**Problem to solve:** Write out precisely the lines beginning with the line that contains "Target: checkered blue tablecloth" and ending with the last line of the entries, and no other lines.

Named object pointing entries:
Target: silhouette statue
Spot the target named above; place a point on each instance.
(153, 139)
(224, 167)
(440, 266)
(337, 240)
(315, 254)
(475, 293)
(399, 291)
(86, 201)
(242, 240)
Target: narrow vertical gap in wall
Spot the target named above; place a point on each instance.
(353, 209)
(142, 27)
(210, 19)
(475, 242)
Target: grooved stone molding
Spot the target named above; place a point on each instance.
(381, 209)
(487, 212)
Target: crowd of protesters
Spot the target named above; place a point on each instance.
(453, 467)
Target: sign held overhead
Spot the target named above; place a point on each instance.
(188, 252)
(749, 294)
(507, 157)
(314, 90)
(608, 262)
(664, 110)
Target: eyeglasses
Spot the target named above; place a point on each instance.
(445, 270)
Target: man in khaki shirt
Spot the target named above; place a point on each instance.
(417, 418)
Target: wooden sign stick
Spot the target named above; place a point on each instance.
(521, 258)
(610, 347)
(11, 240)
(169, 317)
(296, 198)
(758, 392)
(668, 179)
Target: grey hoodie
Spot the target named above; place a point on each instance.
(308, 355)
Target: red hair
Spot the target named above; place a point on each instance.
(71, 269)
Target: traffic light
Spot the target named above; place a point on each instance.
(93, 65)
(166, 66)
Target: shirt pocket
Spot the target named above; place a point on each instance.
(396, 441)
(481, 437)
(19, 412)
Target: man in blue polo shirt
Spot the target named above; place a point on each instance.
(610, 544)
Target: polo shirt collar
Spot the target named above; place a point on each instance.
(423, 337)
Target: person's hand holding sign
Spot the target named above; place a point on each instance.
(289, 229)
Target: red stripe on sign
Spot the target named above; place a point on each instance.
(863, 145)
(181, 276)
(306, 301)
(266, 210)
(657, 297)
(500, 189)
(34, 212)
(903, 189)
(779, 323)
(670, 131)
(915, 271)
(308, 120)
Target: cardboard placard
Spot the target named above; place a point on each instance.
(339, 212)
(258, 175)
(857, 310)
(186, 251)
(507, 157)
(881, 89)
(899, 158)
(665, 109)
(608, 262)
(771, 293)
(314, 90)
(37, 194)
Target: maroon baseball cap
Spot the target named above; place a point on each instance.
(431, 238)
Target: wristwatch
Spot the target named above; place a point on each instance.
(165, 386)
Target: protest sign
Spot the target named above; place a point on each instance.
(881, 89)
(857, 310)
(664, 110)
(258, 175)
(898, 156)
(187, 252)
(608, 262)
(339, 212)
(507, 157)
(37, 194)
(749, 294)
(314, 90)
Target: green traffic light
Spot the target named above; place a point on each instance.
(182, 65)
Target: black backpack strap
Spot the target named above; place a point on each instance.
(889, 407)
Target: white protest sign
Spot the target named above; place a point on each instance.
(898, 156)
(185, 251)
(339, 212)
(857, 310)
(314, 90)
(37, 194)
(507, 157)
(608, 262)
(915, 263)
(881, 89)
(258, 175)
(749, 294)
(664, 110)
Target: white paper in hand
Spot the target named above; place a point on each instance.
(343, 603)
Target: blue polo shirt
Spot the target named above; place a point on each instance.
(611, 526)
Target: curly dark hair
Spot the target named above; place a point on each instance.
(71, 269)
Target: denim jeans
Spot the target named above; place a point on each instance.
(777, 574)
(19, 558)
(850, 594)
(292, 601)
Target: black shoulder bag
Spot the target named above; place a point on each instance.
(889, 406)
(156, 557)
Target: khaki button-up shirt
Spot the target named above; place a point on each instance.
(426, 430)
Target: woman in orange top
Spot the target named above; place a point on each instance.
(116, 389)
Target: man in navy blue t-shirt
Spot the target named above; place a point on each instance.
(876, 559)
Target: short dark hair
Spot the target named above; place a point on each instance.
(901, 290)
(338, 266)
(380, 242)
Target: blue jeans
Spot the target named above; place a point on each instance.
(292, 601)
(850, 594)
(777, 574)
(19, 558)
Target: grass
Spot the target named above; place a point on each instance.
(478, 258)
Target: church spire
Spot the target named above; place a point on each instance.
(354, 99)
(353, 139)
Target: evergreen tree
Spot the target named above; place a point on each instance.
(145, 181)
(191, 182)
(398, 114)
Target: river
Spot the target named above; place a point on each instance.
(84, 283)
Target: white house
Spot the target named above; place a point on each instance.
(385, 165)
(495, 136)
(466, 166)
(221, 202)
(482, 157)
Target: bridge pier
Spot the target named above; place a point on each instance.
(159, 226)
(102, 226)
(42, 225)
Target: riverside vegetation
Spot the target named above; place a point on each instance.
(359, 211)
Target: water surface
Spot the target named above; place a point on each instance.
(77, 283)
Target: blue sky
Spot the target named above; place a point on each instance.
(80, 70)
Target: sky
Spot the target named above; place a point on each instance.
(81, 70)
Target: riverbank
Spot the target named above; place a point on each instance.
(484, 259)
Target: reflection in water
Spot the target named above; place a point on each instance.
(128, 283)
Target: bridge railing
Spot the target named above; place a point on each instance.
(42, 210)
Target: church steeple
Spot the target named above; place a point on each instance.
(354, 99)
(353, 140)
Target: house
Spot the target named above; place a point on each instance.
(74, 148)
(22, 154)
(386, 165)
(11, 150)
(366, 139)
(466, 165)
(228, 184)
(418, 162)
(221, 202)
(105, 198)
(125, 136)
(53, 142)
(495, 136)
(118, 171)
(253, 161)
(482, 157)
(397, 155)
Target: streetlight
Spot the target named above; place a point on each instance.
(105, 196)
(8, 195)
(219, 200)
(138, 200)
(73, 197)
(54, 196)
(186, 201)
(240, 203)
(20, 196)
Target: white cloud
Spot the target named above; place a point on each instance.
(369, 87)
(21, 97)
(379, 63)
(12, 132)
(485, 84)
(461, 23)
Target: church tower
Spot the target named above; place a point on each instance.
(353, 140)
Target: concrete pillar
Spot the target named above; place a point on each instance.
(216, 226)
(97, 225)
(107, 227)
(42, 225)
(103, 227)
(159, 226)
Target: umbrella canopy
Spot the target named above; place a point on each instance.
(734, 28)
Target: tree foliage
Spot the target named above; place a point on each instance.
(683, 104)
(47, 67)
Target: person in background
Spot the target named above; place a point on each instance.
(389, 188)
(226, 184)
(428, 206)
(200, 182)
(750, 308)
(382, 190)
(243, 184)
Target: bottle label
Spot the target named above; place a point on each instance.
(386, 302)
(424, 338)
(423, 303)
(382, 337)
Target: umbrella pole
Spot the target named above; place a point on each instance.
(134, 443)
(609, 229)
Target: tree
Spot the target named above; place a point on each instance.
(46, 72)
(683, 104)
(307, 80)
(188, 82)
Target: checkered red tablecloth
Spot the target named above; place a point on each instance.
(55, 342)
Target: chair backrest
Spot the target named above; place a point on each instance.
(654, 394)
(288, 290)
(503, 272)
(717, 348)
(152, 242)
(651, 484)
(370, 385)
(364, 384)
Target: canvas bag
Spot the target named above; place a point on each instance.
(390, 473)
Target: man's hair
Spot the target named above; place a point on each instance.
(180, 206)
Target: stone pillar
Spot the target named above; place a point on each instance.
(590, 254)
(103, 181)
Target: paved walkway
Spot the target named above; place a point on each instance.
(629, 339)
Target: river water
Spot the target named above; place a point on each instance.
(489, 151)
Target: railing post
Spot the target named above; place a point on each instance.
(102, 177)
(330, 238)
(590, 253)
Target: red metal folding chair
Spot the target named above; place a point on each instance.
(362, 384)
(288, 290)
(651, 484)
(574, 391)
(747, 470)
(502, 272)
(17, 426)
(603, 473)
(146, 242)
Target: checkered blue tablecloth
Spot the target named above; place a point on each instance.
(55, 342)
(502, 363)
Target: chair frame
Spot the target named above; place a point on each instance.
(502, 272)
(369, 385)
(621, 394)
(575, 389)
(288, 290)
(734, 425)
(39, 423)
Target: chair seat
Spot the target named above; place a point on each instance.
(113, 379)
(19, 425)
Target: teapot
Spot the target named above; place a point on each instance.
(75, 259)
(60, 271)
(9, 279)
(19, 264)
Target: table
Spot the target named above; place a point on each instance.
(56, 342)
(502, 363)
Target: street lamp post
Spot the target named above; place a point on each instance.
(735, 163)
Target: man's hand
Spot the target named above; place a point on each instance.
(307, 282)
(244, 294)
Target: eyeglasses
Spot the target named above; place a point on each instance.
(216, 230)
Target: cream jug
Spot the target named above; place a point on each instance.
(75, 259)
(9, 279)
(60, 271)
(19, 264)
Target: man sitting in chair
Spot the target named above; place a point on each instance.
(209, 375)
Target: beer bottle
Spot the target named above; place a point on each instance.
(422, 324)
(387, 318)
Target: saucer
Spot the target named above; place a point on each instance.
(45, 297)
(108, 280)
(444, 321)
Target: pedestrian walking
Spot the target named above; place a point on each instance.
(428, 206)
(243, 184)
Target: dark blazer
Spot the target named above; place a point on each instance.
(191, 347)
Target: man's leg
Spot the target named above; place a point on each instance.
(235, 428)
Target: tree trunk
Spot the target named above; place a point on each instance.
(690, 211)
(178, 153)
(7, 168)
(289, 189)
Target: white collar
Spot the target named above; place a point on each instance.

**Worked solution:**
Target: checkered blue tablecloth
Spot the target named above; place a point on each instance.
(55, 342)
(502, 363)
Target: chair frame
Spot the target named above; place a point on each instance.
(502, 272)
(369, 385)
(621, 394)
(575, 389)
(288, 290)
(734, 425)
(39, 423)
Target: chair seat
Spot the target named above; place a point on each instance.
(113, 379)
(19, 425)
Target: teapot
Spot the target named above; place a point on each instance.
(75, 259)
(60, 271)
(9, 279)
(19, 264)
Target: table
Spot the target named above; place a point on each instance.
(56, 342)
(502, 363)
Target: street lamp post
Spot the target named above; place a point on each instance.
(735, 163)
Target: man's hand
Spot the target named above; place a point on each instance.
(307, 282)
(244, 294)
Target: eyeglasses
Spot the target named above; place a point on each instance.
(216, 230)
Target: cream jug
Spot the target named above; place a point on each instance.
(75, 259)
(9, 279)
(60, 271)
(19, 264)
Target: man sitting in chair
Spot the target named above; place a point on each instance.
(209, 375)
Target: beer bottle
Spot the target named above; place a point on each instance.
(422, 324)
(387, 318)
Target: saucer
Spot the target named above; place a point on each instance.
(45, 297)
(108, 280)
(444, 321)
Target: pedestrian walking
Spot the target named above; place a point on each instance.
(428, 206)
(243, 184)
Target: dark blazer
Spot the target named above; place a point on each instance.
(191, 347)
Target: man's leg
Spot the target named above; place a point on each instance.
(235, 428)
Target: tree trunk
Spot the target named above; place a point on each instance.
(690, 211)
(178, 153)
(7, 168)
(289, 189)
Target: white collar
Spot the target named above; place a point on each instance.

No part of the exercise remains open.